_What to produce_.
Write the records out once more, so that nothing differs from the original.

[Start of Attachment]

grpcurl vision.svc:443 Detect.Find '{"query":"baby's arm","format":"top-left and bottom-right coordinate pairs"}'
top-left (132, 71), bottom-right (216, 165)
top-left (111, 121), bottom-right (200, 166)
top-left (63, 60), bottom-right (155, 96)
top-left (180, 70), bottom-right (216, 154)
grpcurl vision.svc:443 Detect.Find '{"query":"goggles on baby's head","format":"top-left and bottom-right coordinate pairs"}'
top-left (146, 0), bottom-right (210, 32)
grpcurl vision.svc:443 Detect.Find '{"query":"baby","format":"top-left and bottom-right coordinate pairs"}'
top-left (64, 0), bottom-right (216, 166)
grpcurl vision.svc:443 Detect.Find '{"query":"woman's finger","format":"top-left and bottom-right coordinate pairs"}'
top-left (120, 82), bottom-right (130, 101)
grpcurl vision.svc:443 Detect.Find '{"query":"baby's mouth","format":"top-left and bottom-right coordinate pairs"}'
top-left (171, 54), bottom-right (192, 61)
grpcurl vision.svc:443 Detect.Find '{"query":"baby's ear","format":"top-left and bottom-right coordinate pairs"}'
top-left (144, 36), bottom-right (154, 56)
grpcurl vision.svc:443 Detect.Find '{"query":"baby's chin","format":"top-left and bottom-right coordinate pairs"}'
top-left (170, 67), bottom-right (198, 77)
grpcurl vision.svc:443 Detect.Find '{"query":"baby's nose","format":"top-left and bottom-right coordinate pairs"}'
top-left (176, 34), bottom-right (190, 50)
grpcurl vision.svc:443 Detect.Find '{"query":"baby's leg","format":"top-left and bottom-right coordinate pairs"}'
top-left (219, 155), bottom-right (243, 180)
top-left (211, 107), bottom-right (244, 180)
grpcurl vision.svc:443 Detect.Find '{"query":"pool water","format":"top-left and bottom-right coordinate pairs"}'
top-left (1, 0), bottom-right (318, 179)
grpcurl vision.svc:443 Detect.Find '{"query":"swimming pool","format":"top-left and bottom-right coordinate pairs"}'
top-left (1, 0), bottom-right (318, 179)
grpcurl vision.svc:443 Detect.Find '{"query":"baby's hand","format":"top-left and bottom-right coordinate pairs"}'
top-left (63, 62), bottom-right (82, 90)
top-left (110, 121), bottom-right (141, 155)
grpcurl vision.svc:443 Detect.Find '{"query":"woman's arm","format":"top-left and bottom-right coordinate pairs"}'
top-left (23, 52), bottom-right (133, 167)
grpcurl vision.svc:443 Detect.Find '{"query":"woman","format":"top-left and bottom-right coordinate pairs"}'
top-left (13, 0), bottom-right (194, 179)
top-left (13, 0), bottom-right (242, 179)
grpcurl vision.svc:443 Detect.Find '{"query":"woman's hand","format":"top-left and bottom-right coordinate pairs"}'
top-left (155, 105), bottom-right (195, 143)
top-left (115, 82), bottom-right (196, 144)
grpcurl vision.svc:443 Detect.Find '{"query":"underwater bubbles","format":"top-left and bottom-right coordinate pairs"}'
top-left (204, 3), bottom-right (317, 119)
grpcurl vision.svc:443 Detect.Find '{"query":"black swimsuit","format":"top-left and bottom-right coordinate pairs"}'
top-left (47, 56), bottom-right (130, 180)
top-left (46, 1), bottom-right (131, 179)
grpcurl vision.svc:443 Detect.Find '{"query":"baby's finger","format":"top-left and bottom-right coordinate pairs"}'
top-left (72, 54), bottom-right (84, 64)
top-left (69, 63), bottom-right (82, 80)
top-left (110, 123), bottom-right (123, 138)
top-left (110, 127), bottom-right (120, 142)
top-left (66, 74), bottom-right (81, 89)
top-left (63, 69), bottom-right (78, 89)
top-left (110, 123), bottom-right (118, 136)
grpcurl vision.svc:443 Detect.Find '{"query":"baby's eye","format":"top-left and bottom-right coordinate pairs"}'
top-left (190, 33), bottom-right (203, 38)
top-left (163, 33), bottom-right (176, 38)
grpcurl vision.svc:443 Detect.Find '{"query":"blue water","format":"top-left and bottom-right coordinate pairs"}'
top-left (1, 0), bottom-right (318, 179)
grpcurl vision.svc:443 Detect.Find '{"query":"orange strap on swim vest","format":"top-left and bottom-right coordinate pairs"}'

[End of Attachment]

_Result of the task_.
grpcurl vision.svc:443 Detect.Find '{"query":"baby's arm","format":"top-left and bottom-right coordinate pairs"}'
top-left (132, 71), bottom-right (216, 165)
top-left (111, 121), bottom-right (200, 166)
top-left (63, 60), bottom-right (155, 96)
top-left (180, 70), bottom-right (216, 154)
grpcurl vision.svc:443 Detect.Find '{"query":"goggles on baby's head","format":"top-left and bottom-right coordinate pairs"}'
top-left (146, 0), bottom-right (210, 32)
grpcurl vision.svc:443 Detect.Find '{"query":"baby","format":"top-left and bottom-right coordinate pairs"}'
top-left (64, 0), bottom-right (216, 166)
grpcurl vision.svc:443 Detect.Find '{"query":"woman's finger","format":"top-left and bottom-right coordinate pairs"}'
top-left (120, 82), bottom-right (130, 101)
grpcurl vision.svc:443 Detect.Find '{"query":"baby's mouth","format":"top-left and bottom-right coordinate pairs"}'
top-left (171, 54), bottom-right (192, 61)
grpcurl vision.svc:443 Detect.Find '{"query":"baby's ear","format":"top-left and bottom-right coordinate pairs"}'
top-left (144, 36), bottom-right (154, 56)
grpcurl vision.svc:443 Detect.Find '{"query":"baby's chin","format":"top-left and bottom-right coordinate pairs"}'
top-left (170, 67), bottom-right (198, 77)
grpcurl vision.svc:443 Detect.Find '{"query":"baby's nose","format":"top-left and bottom-right coordinate pairs"}'
top-left (176, 34), bottom-right (190, 50)
grpcurl vision.svc:443 Detect.Find '{"query":"baby's leg","format":"top-left and bottom-right coordinate pairs"}'
top-left (219, 155), bottom-right (243, 180)
top-left (211, 107), bottom-right (244, 180)
grpcurl vision.svc:443 Detect.Find '{"query":"pool water","format":"top-left and bottom-right coordinate pairs"}'
top-left (1, 0), bottom-right (318, 179)
grpcurl vision.svc:443 Detect.Find '{"query":"swimming pool","format":"top-left and bottom-right coordinate pairs"}'
top-left (1, 0), bottom-right (318, 179)
grpcurl vision.svc:443 Detect.Find '{"query":"baby's hand","format":"top-left and bottom-right coordinate pairs"}'
top-left (63, 62), bottom-right (82, 90)
top-left (110, 121), bottom-right (141, 155)
grpcurl vision.svc:443 Detect.Find '{"query":"woman's arm","format":"top-left and bottom-right coordinate pairs"}'
top-left (23, 52), bottom-right (133, 167)
grpcurl vision.svc:443 Detect.Find '{"query":"woman","format":"top-left and bottom-right coordinate pairs"}'
top-left (13, 0), bottom-right (194, 179)
top-left (13, 0), bottom-right (242, 179)
grpcurl vision.svc:443 Detect.Find '{"query":"woman's hand","format":"top-left and bottom-right coordinate pairs"}'
top-left (155, 105), bottom-right (195, 143)
top-left (115, 82), bottom-right (196, 144)
grpcurl vision.svc:443 Detect.Find '{"query":"underwater bubbles","format":"top-left and bottom-right coordinate pairs"}'
top-left (204, 3), bottom-right (317, 119)
grpcurl vision.svc:443 Detect.Find '{"query":"black swimsuit","format":"top-left and bottom-right coordinate pairs"}'
top-left (47, 56), bottom-right (130, 180)
top-left (46, 1), bottom-right (131, 179)
grpcurl vision.svc:443 Detect.Find '{"query":"baby's finger","format":"top-left and bottom-right coordinate pairs"}'
top-left (72, 54), bottom-right (84, 64)
top-left (69, 63), bottom-right (82, 80)
top-left (110, 123), bottom-right (123, 138)
top-left (110, 127), bottom-right (120, 142)
top-left (66, 74), bottom-right (81, 89)
top-left (63, 69), bottom-right (78, 89)
top-left (110, 123), bottom-right (118, 136)
grpcurl vision.svc:443 Detect.Find '{"query":"baby's eye","format":"top-left and bottom-right coordinate pairs"}'
top-left (190, 33), bottom-right (203, 38)
top-left (163, 33), bottom-right (176, 38)
grpcurl vision.svc:443 Detect.Find '{"query":"blue water","format":"top-left and bottom-right coordinate pairs"}'
top-left (1, 0), bottom-right (318, 179)
grpcurl vision.svc:443 Detect.Find '{"query":"orange strap on swim vest","format":"top-left and bottom-right coordinate pairs"}'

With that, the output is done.